== Extrait du document

Jeudi 26 février 2009, par João Pedro Stedile

La réalisation d’une nouvelle édition du Forum Social Mondial, une fois encore au Brésil, avec la participation de milliers de personnes et de centaines d’organisations, fait l’objet d’évaluations et de bilans de tous ordres, et sous les plus différents angles politiques et idéologiques.
Il est très difficile d’en faire une analyse profonde de l’amplitude et des résultats, de manière individuelle. Des évaluations plus consistantes exigeront nécessairement plus de temps, des débats dans les collectifs et les instances de tous les mouvements et organisations qui y ont participé, pour ensuite peut-être, nous permettre d’en avoir une vision plus ample de la véritable signification.

====
== Lignes de données

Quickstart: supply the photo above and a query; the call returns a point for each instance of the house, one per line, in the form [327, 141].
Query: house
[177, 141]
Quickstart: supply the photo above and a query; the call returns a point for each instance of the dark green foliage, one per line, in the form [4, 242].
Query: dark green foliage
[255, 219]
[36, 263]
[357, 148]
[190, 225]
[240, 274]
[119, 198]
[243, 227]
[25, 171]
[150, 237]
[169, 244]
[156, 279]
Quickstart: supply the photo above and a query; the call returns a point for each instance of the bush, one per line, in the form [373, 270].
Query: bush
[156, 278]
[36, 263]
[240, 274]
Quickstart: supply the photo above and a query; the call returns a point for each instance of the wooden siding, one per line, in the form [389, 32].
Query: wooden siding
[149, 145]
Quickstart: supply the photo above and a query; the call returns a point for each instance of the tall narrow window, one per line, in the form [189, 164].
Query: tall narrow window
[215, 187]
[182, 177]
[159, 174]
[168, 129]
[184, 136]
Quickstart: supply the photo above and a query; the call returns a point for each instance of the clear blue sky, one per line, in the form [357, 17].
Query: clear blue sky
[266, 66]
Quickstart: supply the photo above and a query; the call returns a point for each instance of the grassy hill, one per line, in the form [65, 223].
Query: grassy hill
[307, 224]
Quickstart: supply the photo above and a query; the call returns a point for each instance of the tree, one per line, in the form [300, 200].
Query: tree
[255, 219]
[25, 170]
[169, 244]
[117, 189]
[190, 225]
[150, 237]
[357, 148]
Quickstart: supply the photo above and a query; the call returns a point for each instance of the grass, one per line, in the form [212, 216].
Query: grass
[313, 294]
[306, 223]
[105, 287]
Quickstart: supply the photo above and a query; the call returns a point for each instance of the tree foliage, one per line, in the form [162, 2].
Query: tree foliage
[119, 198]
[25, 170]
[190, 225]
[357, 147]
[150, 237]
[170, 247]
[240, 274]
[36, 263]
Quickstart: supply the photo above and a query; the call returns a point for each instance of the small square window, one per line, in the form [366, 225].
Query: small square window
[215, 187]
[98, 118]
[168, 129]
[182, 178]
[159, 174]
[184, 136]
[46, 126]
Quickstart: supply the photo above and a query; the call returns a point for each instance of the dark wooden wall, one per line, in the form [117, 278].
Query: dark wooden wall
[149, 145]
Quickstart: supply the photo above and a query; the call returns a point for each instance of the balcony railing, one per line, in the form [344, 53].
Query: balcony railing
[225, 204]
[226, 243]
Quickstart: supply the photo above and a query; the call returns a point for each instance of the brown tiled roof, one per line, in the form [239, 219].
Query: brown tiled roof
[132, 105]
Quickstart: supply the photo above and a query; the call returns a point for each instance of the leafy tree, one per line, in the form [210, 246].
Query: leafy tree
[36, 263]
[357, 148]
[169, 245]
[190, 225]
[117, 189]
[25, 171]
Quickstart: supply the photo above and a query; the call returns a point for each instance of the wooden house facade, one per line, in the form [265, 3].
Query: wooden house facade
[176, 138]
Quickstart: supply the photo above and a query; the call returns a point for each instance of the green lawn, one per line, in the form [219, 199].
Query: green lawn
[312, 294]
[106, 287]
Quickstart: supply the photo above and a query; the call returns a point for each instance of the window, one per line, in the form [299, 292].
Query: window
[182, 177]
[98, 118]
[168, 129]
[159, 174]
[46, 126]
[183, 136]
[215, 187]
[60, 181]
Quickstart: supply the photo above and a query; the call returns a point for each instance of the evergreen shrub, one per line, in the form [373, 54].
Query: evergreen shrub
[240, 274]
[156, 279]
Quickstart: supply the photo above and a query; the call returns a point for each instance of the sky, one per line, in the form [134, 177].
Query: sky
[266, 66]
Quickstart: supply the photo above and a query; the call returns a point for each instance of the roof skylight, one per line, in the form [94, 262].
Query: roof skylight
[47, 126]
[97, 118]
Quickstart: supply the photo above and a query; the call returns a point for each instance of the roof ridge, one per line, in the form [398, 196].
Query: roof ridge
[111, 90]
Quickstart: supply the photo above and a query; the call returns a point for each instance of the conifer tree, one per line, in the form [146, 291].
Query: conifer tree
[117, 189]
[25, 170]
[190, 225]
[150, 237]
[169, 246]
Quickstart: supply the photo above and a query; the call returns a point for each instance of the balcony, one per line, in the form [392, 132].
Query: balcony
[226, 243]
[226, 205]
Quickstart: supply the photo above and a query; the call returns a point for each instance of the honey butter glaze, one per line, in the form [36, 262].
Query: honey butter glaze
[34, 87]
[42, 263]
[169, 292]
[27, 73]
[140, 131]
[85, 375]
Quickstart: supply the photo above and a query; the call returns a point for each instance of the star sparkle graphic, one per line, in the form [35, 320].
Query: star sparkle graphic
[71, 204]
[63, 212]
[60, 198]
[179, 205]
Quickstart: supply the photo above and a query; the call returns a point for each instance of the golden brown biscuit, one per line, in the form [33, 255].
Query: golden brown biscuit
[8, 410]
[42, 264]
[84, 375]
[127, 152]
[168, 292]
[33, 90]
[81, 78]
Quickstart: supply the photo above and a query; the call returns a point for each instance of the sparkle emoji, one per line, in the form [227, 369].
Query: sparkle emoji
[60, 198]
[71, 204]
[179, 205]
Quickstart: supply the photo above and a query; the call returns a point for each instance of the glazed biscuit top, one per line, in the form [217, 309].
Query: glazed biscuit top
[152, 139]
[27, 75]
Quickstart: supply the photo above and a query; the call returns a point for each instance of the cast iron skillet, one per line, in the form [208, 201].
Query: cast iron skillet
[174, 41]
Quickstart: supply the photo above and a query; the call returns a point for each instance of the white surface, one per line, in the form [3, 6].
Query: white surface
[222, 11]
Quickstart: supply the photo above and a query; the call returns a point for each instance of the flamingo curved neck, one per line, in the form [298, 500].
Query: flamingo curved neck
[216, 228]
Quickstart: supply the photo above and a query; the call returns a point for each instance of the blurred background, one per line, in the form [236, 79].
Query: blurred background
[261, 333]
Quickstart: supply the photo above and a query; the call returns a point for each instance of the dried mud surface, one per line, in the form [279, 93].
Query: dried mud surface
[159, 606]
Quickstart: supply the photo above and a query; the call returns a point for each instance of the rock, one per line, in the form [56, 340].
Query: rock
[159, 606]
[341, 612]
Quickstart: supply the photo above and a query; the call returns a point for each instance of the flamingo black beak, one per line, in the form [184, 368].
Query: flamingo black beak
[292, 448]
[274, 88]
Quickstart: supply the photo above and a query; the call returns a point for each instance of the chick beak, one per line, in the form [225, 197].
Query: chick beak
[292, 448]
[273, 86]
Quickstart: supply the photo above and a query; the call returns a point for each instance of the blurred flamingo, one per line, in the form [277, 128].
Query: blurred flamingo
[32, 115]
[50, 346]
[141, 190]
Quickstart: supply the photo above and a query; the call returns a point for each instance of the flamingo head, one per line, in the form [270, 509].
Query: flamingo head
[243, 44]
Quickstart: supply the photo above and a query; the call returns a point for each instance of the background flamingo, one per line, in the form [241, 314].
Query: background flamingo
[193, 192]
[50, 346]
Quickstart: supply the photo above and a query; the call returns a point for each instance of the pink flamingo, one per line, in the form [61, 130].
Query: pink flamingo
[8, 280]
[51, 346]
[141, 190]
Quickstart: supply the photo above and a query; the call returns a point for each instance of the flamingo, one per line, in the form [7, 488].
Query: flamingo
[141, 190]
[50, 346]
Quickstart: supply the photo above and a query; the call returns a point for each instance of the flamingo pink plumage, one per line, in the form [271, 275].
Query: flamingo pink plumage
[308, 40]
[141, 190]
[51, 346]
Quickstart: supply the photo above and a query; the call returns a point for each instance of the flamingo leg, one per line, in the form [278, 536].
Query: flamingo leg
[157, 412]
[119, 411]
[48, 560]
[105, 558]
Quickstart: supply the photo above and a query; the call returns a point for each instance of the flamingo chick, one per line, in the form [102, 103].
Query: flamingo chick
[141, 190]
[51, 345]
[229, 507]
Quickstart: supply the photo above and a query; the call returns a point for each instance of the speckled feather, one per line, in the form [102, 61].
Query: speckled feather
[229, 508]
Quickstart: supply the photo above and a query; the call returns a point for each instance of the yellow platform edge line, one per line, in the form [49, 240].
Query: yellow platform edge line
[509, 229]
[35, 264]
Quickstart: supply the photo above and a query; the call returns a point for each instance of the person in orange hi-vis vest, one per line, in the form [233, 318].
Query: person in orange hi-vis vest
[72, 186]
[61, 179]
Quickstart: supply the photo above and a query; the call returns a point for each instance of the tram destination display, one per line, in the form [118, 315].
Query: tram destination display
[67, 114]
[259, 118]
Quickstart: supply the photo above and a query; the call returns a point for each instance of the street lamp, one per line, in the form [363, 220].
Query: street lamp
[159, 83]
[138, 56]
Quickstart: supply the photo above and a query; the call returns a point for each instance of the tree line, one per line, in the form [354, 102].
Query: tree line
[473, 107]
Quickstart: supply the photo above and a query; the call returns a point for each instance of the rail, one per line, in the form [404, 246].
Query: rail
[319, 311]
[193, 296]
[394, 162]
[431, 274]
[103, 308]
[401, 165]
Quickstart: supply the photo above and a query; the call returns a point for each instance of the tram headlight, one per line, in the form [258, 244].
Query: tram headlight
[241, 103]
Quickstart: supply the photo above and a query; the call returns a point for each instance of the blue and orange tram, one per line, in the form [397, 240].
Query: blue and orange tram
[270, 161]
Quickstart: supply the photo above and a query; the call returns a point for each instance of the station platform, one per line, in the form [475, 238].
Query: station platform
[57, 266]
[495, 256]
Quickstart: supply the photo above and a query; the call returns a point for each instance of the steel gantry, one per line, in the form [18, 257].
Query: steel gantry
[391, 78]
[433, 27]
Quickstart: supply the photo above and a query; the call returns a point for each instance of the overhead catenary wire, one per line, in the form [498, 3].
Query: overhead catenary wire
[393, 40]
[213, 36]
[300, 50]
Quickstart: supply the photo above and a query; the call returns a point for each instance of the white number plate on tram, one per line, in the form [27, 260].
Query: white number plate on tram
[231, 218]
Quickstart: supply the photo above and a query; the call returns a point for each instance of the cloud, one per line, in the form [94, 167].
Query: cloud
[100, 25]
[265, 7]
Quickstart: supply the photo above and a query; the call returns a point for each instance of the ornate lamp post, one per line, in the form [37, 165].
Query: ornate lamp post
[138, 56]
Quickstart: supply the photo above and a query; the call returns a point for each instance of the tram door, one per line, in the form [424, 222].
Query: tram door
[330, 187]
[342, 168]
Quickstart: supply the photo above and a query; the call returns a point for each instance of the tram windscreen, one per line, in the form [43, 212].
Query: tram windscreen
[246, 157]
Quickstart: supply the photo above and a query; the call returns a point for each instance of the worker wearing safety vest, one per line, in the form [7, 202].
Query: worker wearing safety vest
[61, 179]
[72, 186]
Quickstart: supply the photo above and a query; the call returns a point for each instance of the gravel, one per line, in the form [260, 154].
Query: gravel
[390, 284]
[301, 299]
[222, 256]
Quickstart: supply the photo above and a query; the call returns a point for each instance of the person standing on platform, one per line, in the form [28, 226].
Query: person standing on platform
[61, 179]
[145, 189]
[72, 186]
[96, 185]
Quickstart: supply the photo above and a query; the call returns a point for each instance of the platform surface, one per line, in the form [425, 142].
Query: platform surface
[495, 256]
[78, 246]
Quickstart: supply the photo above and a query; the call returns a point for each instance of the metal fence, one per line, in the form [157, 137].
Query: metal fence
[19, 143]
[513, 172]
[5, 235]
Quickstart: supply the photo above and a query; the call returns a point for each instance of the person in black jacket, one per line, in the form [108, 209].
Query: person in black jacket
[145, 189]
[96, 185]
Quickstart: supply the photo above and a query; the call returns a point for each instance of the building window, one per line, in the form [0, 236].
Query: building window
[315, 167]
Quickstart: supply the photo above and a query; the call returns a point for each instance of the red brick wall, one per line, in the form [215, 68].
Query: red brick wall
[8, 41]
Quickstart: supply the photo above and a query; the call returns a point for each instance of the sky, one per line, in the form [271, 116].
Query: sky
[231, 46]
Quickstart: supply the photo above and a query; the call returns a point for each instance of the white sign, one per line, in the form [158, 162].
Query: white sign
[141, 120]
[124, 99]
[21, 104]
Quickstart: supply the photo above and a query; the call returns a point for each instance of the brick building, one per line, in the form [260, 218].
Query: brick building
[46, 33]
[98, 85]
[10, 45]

====

Consigne: Reprenez la rédaction du texte consacré au Forum social mondial en enchaînant directement sur sa dernière phrase.

Réponse rédigée:
Ainsi, je ne m’aventure qu’à faire quelques commentaires, presque comme témoignage personnel, à partir de mon expérience pour avoir participé aux réunions qui en sont à l’origine, puis aux éditions de Porto Alegre et maintenant de Belém. D’autres camarades du MST et de la Via Campesina ont aussi participé aux FSM en Inde et au Kenya.

1. Le Forum Social Mondial continue à être un énorme espace universel pour la présentation d’idées. Dans ce sens, c’est une sorte de grande foire mondiale, où chaque « tribu » dispose d’une grande liberté pour organiser un débat sur ce qu’elle veut. Et ainsi fut fait. A Belém, étaient inscrits plus de 2500 débats sur tous les thèmes possibles et imaginables.

2. Le FSM permet que divers réseaux d’intérêts communs, que ce soit d’ONG ou de mouvements sociaux, se rencontrent dans cet espace pour faire leurs propres articulations politiques internationales.

3. Cette dernière édition a vu une participation impressionnante de jeunes, brésiliens en grande majorité. En ce sens, ce fut une sorte de grande session massive de formation et d’échange d’idées, pour une jeunesse avide de participation politique, castrée par les 20 dernières années de néolibéralisme aliénant.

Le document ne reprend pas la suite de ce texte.